# Ejari, tentant or landlord to pay?



## iGuest (Jul 20, 2015)

Will someone be able to advise on the subject?
Ejari, tenant or landlord to pay?

I read that the Ejari is the responsibility of the landlord but agent is telling me it's the tenant who need to get this done and payable by the tenant.

Thanks!


----------



## twowheelsgood (Feb 21, 2013)

Tenant - if you have a dispute with the landlord its you who needs to have it registered = he can do without it.

Its only 200Dhs


----------



## Chocoholic (Oct 29, 2012)

Ijari is the responsibility of the tenant.


----------



## Haru (Oct 22, 2014)

I (tenant) had to pay for the Ejari fees, but I believe it was the real estate agent (landlord) who took care of the actual registration process for me.


----------



## Navaron (Oct 13, 2014)

Tenant, it varies from 200-300 AED so its hardly worth the bother


----------



## stu-art (Apr 2, 2015)

I have the same challenge at the moment - the agent wants me (the tenant) to take care of Ejari registration. I don't have a problem with this particularly, but its not clear how to do it. 

The government website (ejari.ae) is only for Agents and Landlords. There are few unofficial sites like ejari.me and ejari-registration.ae but who knows if these are real or scams?

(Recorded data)
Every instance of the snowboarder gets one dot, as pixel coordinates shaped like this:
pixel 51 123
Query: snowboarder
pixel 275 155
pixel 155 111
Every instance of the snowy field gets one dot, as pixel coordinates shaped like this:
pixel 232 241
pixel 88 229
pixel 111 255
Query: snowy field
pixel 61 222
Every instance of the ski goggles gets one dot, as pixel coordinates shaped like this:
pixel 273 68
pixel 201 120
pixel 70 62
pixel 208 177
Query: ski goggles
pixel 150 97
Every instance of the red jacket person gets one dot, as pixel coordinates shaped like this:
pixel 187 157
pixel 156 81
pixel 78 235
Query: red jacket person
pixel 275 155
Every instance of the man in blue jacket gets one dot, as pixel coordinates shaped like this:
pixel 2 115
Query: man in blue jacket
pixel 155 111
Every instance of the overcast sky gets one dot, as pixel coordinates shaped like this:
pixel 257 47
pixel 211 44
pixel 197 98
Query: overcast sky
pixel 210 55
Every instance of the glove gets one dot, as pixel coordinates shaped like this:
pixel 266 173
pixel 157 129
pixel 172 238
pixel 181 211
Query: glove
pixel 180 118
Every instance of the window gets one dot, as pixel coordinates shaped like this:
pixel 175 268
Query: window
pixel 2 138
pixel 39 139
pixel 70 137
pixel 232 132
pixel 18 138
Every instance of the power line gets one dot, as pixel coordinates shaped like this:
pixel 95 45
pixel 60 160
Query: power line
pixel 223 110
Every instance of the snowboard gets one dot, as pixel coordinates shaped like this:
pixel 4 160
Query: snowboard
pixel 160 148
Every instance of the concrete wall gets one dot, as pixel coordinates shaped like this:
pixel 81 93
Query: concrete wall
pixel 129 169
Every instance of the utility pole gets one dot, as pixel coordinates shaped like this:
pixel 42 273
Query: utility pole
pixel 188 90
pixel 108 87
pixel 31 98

#### Required work:
**1.** Retype the records exactly, beginning with the line that contains "Every instance of the overcast" and continuing through the final line of the records, with both ends included.
**2.** Continue the forum thread about who pays for Ejari registration, starting after its final sentence.

#### Set of answers:
**1.**
Every instance of the overcast sky gets one dot, as pixel coordinates shaped like this:
pixel 257 47
pixel 211 44
pixel 197 98
Query: overcast sky
pixel 210 55
Every instance of the glove gets one dot, as pixel coordinates shaped like this:
pixel 266 173
pixel 157 129
pixel 172 238
pixel 181 211
Query: glove
pixel 180 118
Every instance of the window gets one dot, as pixel coordinates shaped like this:
pixel 175 268
Query: window
pixel 2 138
pixel 39 139
pixel 70 137
pixel 232 132
pixel 18 138
Every instance of the power line gets one dot, as pixel coordinates shaped like this:
pixel 95 45
pixel 60 160
Query: power line
pixel 223 110
Every instance of the snowboard gets one dot, as pixel coordinates shaped like this:
pixel 4 160
Query: snowboard
pixel 160 148
Every instance of the concrete wall gets one dot, as pixel coordinates shaped like this:
pixel 81 93
Query: concrete wall
pixel 129 169
Every instance of the utility pole gets one dot, as pixel coordinates shaped like this:
pixel 42 273
Query: utility pole
pixel 188 90
pixel 108 87
pixel 31 98

**2.**
Is there anyone here who has done the process themselves and can explain the steps?


----------



## GloballyRelaxed (Nov 5, 2014)

I used ejari-registration.ae and it was a very simple and quick procedure.

I had one query for which I was able to call and speak to a native English speaker.

All in all took a day to get the Ejari done once all the documents were uploaded and sent.


----------



## iGuest (Jul 20, 2015)

Thanks all for the sharing and response. 

I shall update my journey after once it's done. 

Cheers!


----------



## nite (Apr 11, 2012)

iGuest said:


> Will someone be able to advise on the subject?
> Ejari, tenant or landlord to pay?
> 
> I read that the Ejari is the responsibility of the landlord but agent is telling me it's the tenant who need to get this done and payable by the tenant.
> ...


It's 210 dhs....


----------



## brinks (Jun 12, 2014)

stu-art said:


> I have the same challenge at the moment - the agent wants me (the tenant) to take care of Ejari registration. I don't have a problem with this particularly, but its not clear how to do it. The government website (ejari.ae) is only for Agents and Landlords. There are few unofficial sites like ejari.me and ejari-registration.ae but who knows if these are real or scams? Is there anyone here who has done the process themselves and can explain the steps?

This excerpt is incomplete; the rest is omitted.